[Records from a collection]
----------
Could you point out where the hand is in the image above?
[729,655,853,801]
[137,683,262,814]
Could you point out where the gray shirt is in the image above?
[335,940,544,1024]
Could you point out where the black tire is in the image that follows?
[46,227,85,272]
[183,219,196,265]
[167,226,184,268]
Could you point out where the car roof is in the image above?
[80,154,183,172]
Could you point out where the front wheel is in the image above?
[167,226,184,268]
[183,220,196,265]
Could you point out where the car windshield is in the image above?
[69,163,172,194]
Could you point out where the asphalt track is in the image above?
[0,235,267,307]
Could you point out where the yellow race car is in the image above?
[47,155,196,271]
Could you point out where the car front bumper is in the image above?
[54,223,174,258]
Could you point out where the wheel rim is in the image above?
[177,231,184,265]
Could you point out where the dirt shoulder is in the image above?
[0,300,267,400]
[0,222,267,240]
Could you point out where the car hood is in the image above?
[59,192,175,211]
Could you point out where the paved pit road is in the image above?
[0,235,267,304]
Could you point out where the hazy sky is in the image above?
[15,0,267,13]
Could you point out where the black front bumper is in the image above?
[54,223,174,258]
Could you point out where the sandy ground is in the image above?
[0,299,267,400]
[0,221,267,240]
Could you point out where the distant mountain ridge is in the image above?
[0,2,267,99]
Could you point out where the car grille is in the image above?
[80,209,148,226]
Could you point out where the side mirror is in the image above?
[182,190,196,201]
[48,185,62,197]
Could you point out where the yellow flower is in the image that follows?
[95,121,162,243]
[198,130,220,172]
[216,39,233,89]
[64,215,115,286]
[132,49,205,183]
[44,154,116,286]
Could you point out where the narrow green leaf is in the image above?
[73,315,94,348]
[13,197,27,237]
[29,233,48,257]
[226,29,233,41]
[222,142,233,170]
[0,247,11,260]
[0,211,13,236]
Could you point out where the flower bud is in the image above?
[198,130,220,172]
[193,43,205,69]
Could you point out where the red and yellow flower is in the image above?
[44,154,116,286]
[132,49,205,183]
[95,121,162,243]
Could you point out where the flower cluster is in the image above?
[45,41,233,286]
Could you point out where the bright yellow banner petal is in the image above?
----------
Please turn every line of the data above into a numbered list, leaving out any blank lines.

** The completed task **
1. Could you point out where the hand is in the image above?
2. [729,655,853,801]
3. [137,683,262,814]
4. Could you point out where the gray shirt is in the image above?
5. [335,940,544,1024]
6. Could you point out where the black tire is in the image that follows?
7. [46,227,85,272]
8. [183,219,196,265]
9. [167,226,184,268]
10. Could you point out where the car roof is in the image above?
11. [80,154,183,172]
12. Could you point out where the front wheel is in the image above?
13. [167,226,184,268]
14. [183,220,196,265]
15. Could you point out where the car windshield is in the image above?
16. [69,163,172,194]
17. Could you point out where the asphalt track is in the image above?
18. [0,235,267,307]
19. Could you point out where the yellow race car is in the image above?
20. [47,155,196,271]
21. Could you point out where the car front bumper is in the image above?
22. [54,223,174,258]
23. Could you point out where the wheel rim is in the image above?
24. [177,231,184,265]
25. Could you point out where the dirt shoulder is in the image above?
26. [0,300,267,400]
27. [0,222,267,240]
28. Could you point out where the car hood is in the image above?
29. [59,192,175,211]
30. Could you point out where the paved pit road is in the image above?
31. [0,235,267,304]
32. Could you point out where the hazy sky is in the image above?
33. [15,0,267,13]
34. Could you point out where the black front bumper is in the image above?
35. [54,223,174,258]
36. Could you point out where the sandy ground is in the image above?
37. [0,299,267,400]
38. [0,221,267,240]
39. Could you point out where the distant mountain ridge is in the image above?
40. [0,2,267,99]
41. Could you point out where the car grille is in the image above?
42. [80,209,148,226]
43. Could you point out where the side mirror is in the image above?
44. [182,190,196,201]
45. [48,185,62,197]
46. Could you point out where the yellow flower is in the image that follows?
47. [95,121,162,243]
48. [198,130,220,172]
49. [216,39,233,89]
50. [64,215,115,286]
51. [132,49,205,183]
52. [44,154,116,286]
53. Could you point out where the narrow green leaf is in the image above?
54. [73,315,94,348]
55. [13,197,27,237]
56. [29,233,48,257]
57. [226,29,233,41]
58. [222,142,233,170]
59. [0,247,11,260]
60. [0,211,13,236]
61. Could you point out where the flower bud is in the image above?
62. [198,130,220,172]
63. [193,43,205,69]
64. Could you point out where the red and yellow flower is in the image above?
65. [44,154,116,286]
66. [132,49,205,183]
67. [95,121,162,243]
68. Could you point out where the flower cluster is in the image above?
69. [45,41,233,286]
70. Could you point out where the bright yellow banner petal is in the image above?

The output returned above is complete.